L'article est organisé comme suit : dans la partie 1, nous précisons les points de différence entre blockchain et DLT ; dans la partie 2, nous étudions les limites des blockchains publiques et les apports des blockchains privées ; dans la partie 3, nous nous appuyons sur les perspectives bancaires pour déterminer quel modèle de DLT est le plus approprié pour l'industrie financière ; dans la partie 4, nous comparons trois types d'architectures de DLT utilisés en pratique ; nous concluons dans la partie 5.

Les différences entre les DLT

La crypto-monnaie bitcoin a éveillé l'intérêt des banques pour les registres blockchain, puis pour les registres DLT au sens large. La différence entre les deux concepts est importante ; pourtant ces deux termes sont souvent utilisés indistinctement. L'écart entre la littérature académique sur les DLT et son usage à la carte par les banques nous incite à donner un sens précis à ces termes.

▶ **TRAVAIL À FAIRE**: Recopiez fidèlement le passage du texte ci-dessus sur la blockchain et les DLT, en commençant à « Les différences entre » et en terminant à « à ces termes. ».

▶ **ENREGISTREMENTS FOURNIS**:
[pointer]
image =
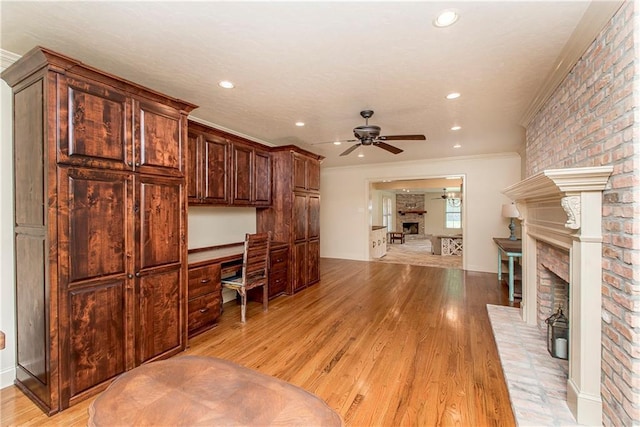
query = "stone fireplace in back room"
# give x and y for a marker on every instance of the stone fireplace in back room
(562, 263)
(410, 218)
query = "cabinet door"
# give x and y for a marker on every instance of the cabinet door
(242, 174)
(313, 215)
(94, 126)
(158, 139)
(216, 169)
(194, 170)
(299, 267)
(313, 175)
(300, 221)
(313, 261)
(299, 172)
(159, 325)
(159, 260)
(262, 178)
(96, 248)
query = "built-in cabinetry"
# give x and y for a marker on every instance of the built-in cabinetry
(378, 242)
(205, 297)
(294, 216)
(100, 212)
(225, 169)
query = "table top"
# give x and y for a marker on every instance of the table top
(510, 246)
(195, 390)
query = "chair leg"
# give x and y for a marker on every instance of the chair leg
(265, 298)
(243, 305)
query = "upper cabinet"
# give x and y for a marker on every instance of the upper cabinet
(227, 170)
(208, 156)
(306, 173)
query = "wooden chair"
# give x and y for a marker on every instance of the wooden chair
(255, 270)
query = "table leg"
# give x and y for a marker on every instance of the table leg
(510, 278)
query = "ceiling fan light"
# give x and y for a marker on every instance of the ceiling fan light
(445, 18)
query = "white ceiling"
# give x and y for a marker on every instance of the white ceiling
(324, 62)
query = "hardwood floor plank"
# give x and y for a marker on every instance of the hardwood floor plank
(382, 344)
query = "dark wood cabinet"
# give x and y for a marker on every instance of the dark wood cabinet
(205, 298)
(294, 216)
(100, 210)
(209, 160)
(251, 178)
(226, 170)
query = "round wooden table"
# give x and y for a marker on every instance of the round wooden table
(192, 390)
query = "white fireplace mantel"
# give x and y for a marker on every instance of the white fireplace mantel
(563, 208)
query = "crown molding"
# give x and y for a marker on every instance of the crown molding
(7, 58)
(595, 18)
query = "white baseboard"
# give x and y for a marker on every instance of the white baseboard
(7, 377)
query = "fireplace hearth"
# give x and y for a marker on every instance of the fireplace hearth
(562, 208)
(410, 227)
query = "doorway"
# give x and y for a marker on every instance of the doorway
(428, 212)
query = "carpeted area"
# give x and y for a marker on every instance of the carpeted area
(536, 381)
(418, 252)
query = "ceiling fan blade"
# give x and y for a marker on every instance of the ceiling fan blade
(343, 141)
(402, 138)
(389, 148)
(350, 149)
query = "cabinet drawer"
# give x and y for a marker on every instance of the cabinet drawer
(279, 259)
(203, 311)
(277, 282)
(203, 280)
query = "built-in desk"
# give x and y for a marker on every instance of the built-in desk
(511, 249)
(207, 266)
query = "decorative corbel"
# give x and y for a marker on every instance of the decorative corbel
(572, 207)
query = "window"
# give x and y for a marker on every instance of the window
(386, 213)
(453, 214)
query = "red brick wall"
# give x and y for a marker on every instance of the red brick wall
(589, 121)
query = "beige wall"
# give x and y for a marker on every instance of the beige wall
(344, 217)
(591, 120)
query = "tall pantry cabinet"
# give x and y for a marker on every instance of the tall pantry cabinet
(100, 226)
(294, 216)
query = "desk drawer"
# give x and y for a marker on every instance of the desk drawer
(203, 311)
(279, 259)
(203, 280)
(277, 282)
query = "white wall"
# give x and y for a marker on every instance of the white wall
(344, 216)
(212, 226)
(7, 311)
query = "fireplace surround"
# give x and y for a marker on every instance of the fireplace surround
(563, 208)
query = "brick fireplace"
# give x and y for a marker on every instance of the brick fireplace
(562, 243)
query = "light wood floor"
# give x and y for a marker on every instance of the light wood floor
(382, 344)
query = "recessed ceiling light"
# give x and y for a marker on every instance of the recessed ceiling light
(445, 18)
(226, 84)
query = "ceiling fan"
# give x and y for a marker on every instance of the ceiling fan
(370, 135)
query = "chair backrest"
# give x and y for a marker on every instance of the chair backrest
(255, 262)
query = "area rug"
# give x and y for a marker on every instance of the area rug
(536, 381)
(418, 252)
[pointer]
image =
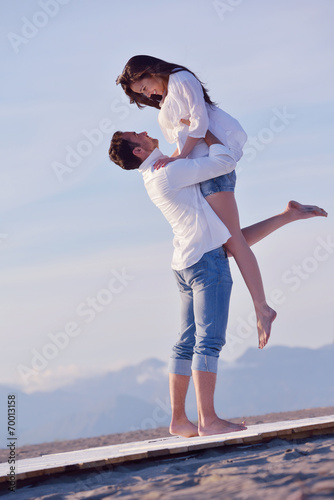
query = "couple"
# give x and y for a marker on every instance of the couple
(183, 190)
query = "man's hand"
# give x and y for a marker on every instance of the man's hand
(163, 161)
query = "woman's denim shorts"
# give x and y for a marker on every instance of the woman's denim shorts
(222, 183)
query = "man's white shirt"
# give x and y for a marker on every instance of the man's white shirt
(175, 190)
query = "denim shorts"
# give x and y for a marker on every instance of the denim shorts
(205, 290)
(222, 183)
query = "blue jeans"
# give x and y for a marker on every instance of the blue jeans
(224, 182)
(205, 290)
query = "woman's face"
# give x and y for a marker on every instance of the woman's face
(151, 85)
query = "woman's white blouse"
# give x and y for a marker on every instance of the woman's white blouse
(185, 100)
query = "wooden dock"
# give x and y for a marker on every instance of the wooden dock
(95, 458)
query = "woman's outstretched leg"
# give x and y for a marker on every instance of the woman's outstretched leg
(224, 204)
(294, 211)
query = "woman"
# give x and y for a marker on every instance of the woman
(186, 113)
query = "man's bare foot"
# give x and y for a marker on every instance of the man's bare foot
(298, 211)
(265, 317)
(219, 426)
(183, 428)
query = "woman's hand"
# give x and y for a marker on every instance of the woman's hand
(162, 162)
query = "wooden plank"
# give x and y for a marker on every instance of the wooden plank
(93, 458)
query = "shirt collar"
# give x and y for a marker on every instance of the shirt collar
(155, 155)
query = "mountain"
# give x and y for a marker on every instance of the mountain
(136, 397)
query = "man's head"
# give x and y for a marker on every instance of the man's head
(129, 149)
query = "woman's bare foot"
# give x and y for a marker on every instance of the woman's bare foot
(265, 317)
(183, 428)
(298, 211)
(219, 426)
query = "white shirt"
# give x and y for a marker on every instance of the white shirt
(175, 191)
(185, 100)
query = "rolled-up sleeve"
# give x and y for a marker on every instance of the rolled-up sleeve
(192, 93)
(186, 172)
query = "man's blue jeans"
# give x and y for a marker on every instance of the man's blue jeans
(205, 290)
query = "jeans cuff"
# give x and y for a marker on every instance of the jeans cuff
(204, 363)
(180, 366)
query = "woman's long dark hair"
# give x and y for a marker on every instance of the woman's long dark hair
(139, 67)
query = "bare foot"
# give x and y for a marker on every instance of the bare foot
(298, 211)
(219, 426)
(265, 317)
(183, 428)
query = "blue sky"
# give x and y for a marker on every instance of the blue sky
(89, 239)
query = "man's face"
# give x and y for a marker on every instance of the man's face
(145, 141)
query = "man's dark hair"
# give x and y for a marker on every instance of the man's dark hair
(121, 152)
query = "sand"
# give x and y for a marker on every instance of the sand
(279, 469)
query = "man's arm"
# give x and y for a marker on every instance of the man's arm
(186, 172)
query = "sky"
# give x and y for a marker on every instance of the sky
(86, 283)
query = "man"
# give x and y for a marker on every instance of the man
(200, 265)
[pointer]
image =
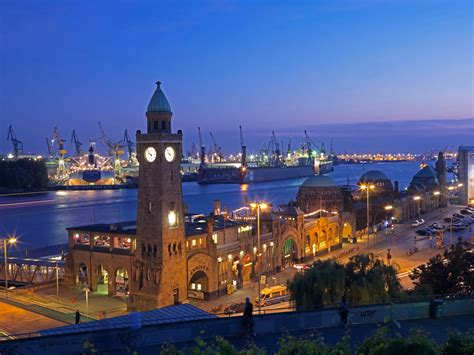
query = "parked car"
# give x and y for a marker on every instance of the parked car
(418, 222)
(423, 232)
(234, 308)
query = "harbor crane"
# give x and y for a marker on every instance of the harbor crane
(216, 153)
(132, 155)
(16, 143)
(202, 155)
(61, 172)
(77, 143)
(243, 158)
(115, 149)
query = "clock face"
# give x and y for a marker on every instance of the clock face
(169, 154)
(150, 154)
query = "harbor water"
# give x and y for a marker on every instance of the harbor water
(41, 219)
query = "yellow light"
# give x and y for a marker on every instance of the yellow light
(172, 220)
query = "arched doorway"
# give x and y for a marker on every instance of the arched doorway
(121, 283)
(289, 253)
(102, 280)
(82, 277)
(198, 285)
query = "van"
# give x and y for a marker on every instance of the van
(273, 295)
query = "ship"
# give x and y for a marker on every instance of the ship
(306, 163)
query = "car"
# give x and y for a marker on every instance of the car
(418, 222)
(234, 308)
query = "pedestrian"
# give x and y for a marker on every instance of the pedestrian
(344, 311)
(247, 319)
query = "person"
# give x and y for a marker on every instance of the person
(344, 311)
(247, 318)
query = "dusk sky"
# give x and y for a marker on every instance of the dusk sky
(360, 72)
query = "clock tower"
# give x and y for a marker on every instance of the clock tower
(159, 270)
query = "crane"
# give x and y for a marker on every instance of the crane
(77, 143)
(243, 158)
(202, 154)
(130, 145)
(216, 153)
(115, 149)
(16, 143)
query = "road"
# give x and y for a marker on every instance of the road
(15, 320)
(400, 241)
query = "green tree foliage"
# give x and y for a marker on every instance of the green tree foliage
(369, 280)
(386, 342)
(322, 284)
(449, 273)
(23, 174)
(364, 279)
(459, 343)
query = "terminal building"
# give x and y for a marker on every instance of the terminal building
(168, 255)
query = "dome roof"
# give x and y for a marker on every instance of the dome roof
(159, 102)
(319, 181)
(373, 175)
(427, 172)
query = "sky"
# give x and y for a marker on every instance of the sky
(373, 75)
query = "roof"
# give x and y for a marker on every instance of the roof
(426, 172)
(165, 315)
(159, 102)
(319, 181)
(373, 175)
(193, 225)
(291, 211)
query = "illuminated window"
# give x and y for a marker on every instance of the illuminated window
(172, 219)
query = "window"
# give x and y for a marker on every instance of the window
(122, 242)
(102, 241)
(81, 239)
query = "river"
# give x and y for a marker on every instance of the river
(41, 219)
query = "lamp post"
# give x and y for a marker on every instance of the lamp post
(11, 240)
(259, 206)
(418, 199)
(368, 188)
(385, 208)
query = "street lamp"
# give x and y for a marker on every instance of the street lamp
(259, 206)
(11, 241)
(368, 188)
(418, 198)
(385, 208)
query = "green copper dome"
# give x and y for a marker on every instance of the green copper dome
(159, 102)
(319, 181)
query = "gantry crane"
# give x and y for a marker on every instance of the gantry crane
(132, 155)
(243, 158)
(77, 143)
(115, 149)
(17, 145)
(202, 155)
(61, 173)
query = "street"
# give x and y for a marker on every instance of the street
(400, 241)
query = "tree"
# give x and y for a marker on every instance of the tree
(449, 273)
(369, 280)
(322, 284)
(364, 279)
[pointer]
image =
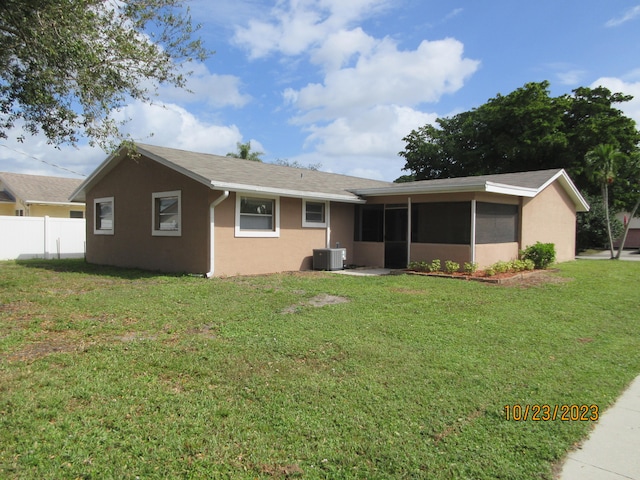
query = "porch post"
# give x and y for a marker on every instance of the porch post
(473, 231)
(408, 230)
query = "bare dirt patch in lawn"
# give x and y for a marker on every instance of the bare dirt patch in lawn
(320, 300)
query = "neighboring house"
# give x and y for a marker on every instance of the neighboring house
(39, 196)
(180, 211)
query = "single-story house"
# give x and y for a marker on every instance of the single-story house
(179, 211)
(38, 196)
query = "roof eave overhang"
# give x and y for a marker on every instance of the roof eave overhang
(113, 159)
(490, 187)
(257, 190)
(56, 204)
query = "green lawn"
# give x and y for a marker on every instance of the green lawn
(108, 373)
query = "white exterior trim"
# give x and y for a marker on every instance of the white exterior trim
(275, 233)
(105, 231)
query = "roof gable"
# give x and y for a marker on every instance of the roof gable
(39, 188)
(246, 176)
(521, 184)
(228, 173)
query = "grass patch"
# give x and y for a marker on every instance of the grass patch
(108, 373)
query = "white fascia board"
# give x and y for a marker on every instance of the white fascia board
(512, 190)
(418, 189)
(570, 188)
(283, 192)
(105, 167)
(62, 204)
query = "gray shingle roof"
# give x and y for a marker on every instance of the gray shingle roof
(227, 171)
(38, 188)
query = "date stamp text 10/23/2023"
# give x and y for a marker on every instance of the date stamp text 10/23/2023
(546, 413)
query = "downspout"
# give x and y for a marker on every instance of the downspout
(473, 231)
(408, 230)
(329, 225)
(212, 207)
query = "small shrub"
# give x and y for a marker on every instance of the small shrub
(470, 268)
(451, 266)
(518, 265)
(542, 254)
(435, 265)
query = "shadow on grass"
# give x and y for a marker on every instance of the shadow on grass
(81, 266)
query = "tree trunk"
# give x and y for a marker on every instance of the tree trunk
(626, 228)
(605, 200)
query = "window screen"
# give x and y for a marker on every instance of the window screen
(496, 223)
(369, 223)
(441, 222)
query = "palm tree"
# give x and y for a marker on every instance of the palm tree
(244, 152)
(602, 166)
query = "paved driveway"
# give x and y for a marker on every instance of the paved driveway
(632, 255)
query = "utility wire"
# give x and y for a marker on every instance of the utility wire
(43, 161)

▶ **RÉPONSE ATTENDUE**:
Les différences entre les DLT

La crypto-monnaie bitcoin a éveillé l'intérêt des banques pour les registres blockchain, puis pour les registres DLT au sens large. La différence entre les deux concepts est importante ; pourtant ces deux termes sont souvent utilisés indistinctement. L'écart entre la littérature académique sur les DLT et son usage à la carte par les banques nous incite à donner un sens précis à ces termes.